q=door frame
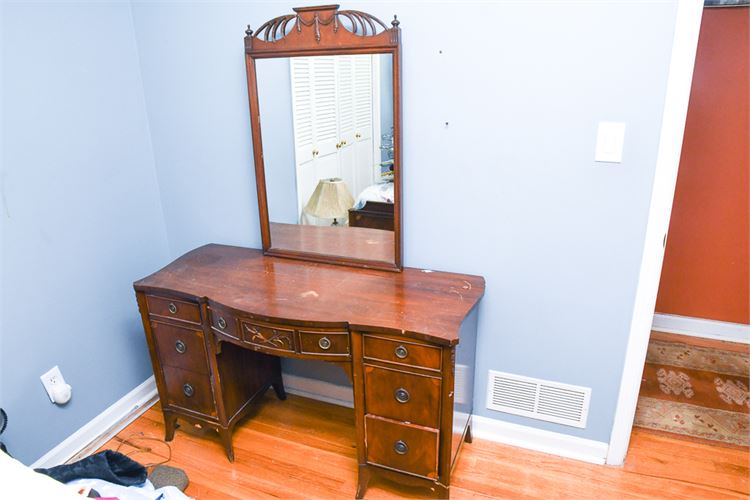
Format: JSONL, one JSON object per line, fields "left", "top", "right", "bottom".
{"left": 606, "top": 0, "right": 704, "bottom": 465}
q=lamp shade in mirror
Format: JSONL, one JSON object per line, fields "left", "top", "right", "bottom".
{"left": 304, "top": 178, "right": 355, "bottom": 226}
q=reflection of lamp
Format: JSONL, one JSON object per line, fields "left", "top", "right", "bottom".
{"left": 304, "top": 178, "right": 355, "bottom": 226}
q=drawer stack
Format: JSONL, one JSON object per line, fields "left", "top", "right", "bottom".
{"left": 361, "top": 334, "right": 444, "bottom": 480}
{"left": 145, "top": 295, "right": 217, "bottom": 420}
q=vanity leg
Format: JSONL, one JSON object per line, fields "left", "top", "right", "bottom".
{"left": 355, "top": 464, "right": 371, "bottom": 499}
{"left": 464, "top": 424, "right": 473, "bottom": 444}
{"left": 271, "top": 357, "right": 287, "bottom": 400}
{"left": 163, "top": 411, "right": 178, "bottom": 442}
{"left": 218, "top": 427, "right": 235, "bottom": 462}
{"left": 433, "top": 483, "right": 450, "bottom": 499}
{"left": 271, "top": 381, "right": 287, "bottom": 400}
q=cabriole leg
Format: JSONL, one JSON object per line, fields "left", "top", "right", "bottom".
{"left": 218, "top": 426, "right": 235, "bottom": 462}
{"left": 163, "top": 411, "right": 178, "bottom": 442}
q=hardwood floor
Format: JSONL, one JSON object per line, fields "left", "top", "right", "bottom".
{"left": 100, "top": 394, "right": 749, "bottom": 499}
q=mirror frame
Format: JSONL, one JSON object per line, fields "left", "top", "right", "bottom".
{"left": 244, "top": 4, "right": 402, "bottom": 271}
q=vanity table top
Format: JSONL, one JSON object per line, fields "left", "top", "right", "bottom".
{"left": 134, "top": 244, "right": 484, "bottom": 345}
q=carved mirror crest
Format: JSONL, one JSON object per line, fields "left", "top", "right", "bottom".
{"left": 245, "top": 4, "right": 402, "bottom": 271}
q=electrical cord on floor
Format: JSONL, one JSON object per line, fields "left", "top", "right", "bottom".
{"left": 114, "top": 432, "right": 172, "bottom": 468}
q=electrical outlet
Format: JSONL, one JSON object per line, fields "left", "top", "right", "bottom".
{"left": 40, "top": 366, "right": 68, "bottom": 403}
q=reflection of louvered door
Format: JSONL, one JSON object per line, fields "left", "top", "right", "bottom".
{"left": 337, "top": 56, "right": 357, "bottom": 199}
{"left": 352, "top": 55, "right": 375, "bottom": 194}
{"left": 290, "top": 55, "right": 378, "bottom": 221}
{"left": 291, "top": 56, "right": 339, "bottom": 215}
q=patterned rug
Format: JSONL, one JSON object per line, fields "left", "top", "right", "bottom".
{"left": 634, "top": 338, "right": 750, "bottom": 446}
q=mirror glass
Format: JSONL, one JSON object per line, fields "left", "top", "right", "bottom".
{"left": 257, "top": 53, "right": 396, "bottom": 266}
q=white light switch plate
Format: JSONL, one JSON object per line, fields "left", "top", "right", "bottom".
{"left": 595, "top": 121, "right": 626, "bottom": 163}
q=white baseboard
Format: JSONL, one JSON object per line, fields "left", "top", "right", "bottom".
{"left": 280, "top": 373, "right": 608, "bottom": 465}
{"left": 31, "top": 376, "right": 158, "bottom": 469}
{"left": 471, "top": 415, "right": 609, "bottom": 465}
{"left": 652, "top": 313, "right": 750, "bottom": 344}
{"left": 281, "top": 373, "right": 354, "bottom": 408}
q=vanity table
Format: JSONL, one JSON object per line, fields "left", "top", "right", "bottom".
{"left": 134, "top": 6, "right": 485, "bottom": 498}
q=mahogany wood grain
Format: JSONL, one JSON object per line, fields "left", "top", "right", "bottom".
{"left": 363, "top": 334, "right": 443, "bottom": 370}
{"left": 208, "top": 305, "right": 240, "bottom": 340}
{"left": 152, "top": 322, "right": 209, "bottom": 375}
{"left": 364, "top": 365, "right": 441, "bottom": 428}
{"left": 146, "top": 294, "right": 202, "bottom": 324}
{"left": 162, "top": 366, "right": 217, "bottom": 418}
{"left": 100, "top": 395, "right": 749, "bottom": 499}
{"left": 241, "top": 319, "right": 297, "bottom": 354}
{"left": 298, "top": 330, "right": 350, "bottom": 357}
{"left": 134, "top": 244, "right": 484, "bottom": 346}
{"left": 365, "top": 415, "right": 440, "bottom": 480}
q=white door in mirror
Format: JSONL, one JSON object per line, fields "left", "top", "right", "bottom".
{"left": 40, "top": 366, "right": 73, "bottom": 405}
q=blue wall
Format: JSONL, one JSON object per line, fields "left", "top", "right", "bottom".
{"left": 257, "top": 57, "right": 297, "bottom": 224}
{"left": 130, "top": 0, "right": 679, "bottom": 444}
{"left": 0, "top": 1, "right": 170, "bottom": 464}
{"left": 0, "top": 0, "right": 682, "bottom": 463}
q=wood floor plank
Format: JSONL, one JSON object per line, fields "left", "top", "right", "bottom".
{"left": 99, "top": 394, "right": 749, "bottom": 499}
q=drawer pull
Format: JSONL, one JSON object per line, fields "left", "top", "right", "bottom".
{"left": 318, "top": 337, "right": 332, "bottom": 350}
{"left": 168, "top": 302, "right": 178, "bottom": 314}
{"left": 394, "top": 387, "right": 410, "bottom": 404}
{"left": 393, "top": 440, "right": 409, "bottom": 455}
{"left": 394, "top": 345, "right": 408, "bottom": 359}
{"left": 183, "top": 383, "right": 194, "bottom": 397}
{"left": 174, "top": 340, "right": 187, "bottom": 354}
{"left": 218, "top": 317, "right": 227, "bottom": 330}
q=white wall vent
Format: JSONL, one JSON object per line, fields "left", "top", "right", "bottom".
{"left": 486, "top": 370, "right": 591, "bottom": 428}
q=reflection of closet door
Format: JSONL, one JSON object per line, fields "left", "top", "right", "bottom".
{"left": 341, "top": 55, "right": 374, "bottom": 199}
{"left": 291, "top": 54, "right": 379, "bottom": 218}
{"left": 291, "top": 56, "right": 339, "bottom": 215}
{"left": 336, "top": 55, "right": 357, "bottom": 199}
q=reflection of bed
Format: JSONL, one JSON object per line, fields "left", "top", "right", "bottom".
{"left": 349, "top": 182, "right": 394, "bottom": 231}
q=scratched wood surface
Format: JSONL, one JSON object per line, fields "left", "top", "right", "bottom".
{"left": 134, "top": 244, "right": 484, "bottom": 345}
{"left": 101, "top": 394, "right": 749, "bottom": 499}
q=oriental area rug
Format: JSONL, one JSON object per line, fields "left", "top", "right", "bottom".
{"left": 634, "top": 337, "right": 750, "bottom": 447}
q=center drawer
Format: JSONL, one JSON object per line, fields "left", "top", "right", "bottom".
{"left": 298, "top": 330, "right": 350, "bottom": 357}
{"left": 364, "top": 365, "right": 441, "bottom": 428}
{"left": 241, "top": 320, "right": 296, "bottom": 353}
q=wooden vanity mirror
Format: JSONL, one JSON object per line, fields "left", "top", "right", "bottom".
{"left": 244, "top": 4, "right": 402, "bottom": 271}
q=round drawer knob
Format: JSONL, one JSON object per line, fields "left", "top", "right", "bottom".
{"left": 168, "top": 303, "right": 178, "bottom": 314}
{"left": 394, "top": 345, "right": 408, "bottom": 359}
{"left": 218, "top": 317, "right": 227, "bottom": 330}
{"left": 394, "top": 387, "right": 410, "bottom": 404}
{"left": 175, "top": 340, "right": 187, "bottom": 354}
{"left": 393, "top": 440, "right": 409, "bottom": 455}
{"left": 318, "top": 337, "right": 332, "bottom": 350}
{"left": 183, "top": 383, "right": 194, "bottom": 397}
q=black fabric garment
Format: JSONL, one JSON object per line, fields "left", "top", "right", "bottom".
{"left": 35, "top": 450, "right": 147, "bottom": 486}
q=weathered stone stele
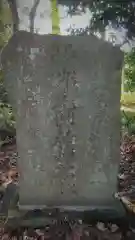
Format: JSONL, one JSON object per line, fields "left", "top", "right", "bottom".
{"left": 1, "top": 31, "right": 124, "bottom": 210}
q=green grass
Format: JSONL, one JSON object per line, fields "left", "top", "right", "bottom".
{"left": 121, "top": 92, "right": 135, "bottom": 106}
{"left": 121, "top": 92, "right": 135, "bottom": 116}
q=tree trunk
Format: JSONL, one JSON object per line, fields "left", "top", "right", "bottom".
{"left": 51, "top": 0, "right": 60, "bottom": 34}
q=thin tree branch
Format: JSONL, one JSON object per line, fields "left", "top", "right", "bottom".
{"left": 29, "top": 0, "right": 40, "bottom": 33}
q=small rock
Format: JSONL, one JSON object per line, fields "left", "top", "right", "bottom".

*-*-*

(ACTIVITY): Please filter the entries above down to the lines holding "drawer" and copy them.

(WRITTEN SOLUTION):
q=drawer stack
q=drawer pull
q=center drawer
q=round drawer knob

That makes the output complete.